◆ What is expected:
Report each line of the records where "query" occurs.

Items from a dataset
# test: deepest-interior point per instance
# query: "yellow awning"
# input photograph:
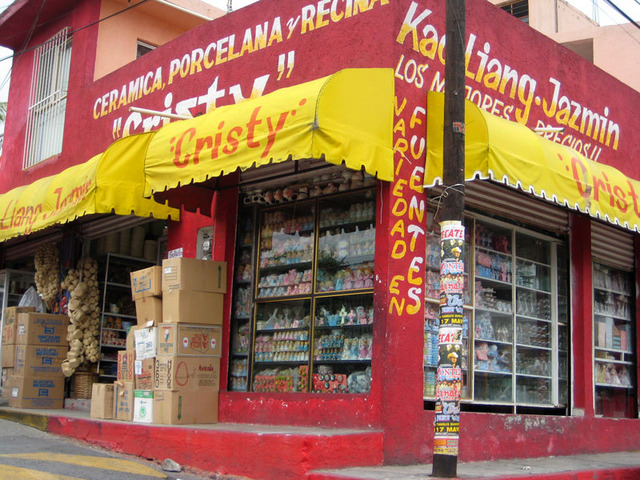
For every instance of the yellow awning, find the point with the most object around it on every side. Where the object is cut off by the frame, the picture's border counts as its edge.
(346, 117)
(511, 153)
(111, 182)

* * *

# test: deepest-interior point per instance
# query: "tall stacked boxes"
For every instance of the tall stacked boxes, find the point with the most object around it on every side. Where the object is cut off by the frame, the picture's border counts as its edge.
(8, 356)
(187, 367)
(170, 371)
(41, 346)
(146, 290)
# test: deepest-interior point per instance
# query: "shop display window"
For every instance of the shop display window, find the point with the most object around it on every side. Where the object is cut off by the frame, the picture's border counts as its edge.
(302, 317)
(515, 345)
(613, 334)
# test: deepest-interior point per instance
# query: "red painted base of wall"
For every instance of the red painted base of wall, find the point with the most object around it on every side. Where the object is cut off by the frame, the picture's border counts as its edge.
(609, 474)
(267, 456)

◆ Response:
# query: "yellow awning"
# query: "tall stacked boxes"
# query: "shop display window"
# query: "red painted base of wall"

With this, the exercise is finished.